──────── EXTRACT PROVIDED ────────

And what makes this worst is this doesn’t just affect me, but it affects my wife, and eventually my son, if I don’t overcome this. As a husband and a father I want to be a good leader and example to them both, but I feel like I’m in this bubble that I can’t seem to freaking break out of.

I’ve prayed about it and asked God for help.

I have come to some conclusions as to the “why’s and what” of some of my questions, and feel confident about them. But the one thing that keeps me still feeling like I’m hanging is the question of what’s to come. I’ve come to some small level of resolution with the past, but the future is still so vague.

And that is hard for me.

I say I’m OK with letting God be in control, but just as long as He lets me in on His plan. I want details. Can someone say trust issues? Control issues? Yep, that’s me.

So anyway, I’m not sure just how to end this post. I don’t have any complete resolution, I’m still looking for it. I’m going through the process, hoping I’ll make it through with something valuable to offer by way of experience and service. Hoping that all the mess with be redeemed and made into something beautiful.

I don’t question that it can. I question if it will.

What about you?

-Marc

 

 

Where do I even begin?

I’m not sure quite honestly, and that’s been part of my problem all of these years.

Instead of just beginning and seeing where “IT” goes over time, and molding it as to goes, I’ve wasted a lot of precious time obsessing over what it needs to look like, what it needs to sound like, planning to plan (but never planning), talking about it but never doing it, reading all kinds of creative stuff and getting inspired but never taking action.

Or my other problem. Starting but not finishing. Hate that too.

Enough is enough, this can’t be anymore.

I can’t call myself a creative (with whatever creativity I’ve got left) and NOT CREATE.

i can’t waste another year.

Even with this blog, I started strong, had plans and ideas as to what I wanted it to be and where I wanted it to go, but I lost steam. I wrote one whole post last year I think. That sucks.

I can’t continue this way.

But what sucks even more is that I’ve said this before. Multiple times. I guess that’s just life and part of the ups and downs we experience. But I also can get caught up in my expectation for something, to the point where I easily get really thrown if it doesn’t happen or pan out the way I hoped, and then I get stuck. It takes a real effort to get myself going at time. I’ve gotten better at moving on, I’m not as bad as I used to be. That’s part of my “O.C.D.” I think.

Well I guess this is as good as a start as any, and it’s definitely better than the nothing that has been posted on this blog for the last year or more, that’s for sure.

──────── PROVIDED MATERIAL ────────

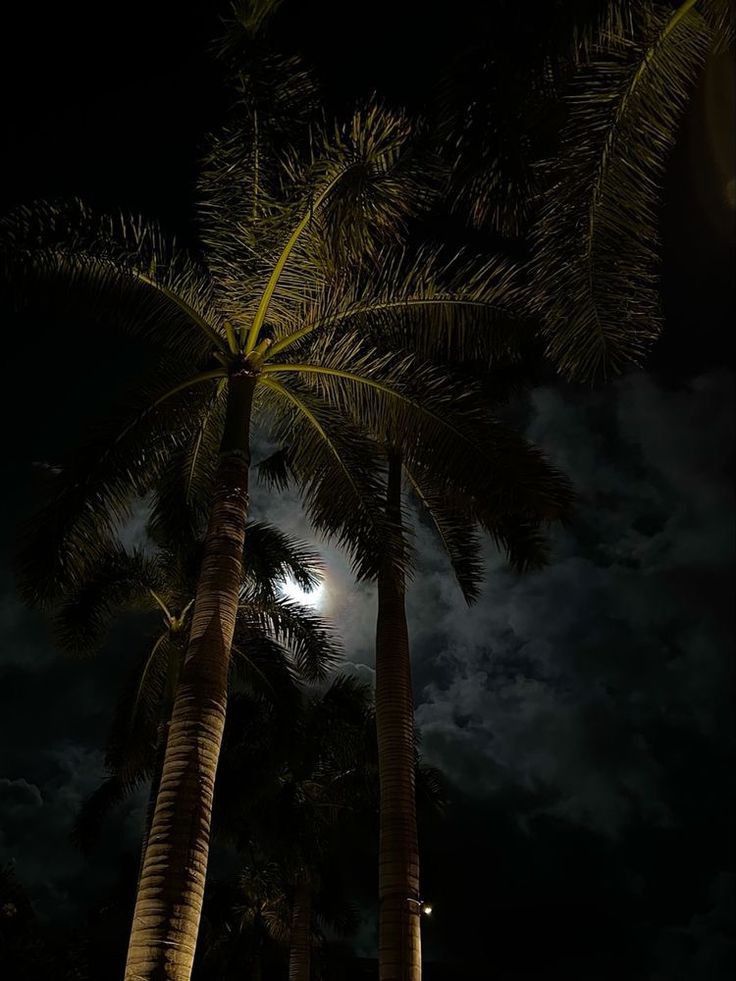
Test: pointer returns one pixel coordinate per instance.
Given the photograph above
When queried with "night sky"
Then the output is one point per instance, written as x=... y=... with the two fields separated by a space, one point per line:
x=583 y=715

────────
──────── PROVIDED MATERIAL ────────

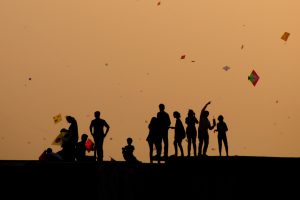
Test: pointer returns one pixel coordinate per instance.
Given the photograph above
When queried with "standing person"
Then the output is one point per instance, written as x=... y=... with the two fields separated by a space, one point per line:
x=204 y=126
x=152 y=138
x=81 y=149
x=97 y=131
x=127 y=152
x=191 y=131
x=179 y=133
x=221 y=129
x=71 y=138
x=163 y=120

────────

Continue the blog text about getting unstuck and starting to create, beginning right after its last sentence. The rows come from a different source than the text.

* _THE ANSWER_
So here it is, and it’s gonna be what it’s gonna be. And over time I’ll mold it, I’ll move it, I’ll make it, but I’m gonna at least show up and do it.

Here’s to starting again.

-M

Hello All,

Yesterday we went on a little family adventure. I got home from work, we packed up the boys (Levi + Max), and headed for The Cloisters/Fort Tryon Park.
Incase you don’t know I’m talking about, Fort Tryon Park is a little gem tucked away up on Fort Washington in uptown Manhattan. You wouldn’t think its there because you have to drive through Washington Heights, AKA: The Dominican Republic, to get there. If you know anything about Washington Heights, you know what I mean. Nuff said.
Anyway, so the surrounding neighborhood is right off the Henry Hudson and is home to lots of old pre-war apartment buildings that are beautiful and still pretty well kept. It really is a little get away from all the craziness that encapsulates Washington Heights.
When you first walk into the park you’re met by a beautiful and newly budding botanical garden. Dummy me didn’t take a picture. Next time, I promise.
Past that are a couple of trails that all lead you eventually to The Cloisters Medieval Museum and outside grounds. Even if you don’t go into the museum, which I recommend you do, the park area and the views of the Henry Hudson River are more than enough reason to make the trip.
I’m not a big fan of New Jersey but it does look good from a distance. Not to mention the view of the George Washington Bridge is beautiful from the grounds there as well. The area is perfect for a family picnic, play time, jogging, a nice walk, or even just to curl up with a good book on a park bench.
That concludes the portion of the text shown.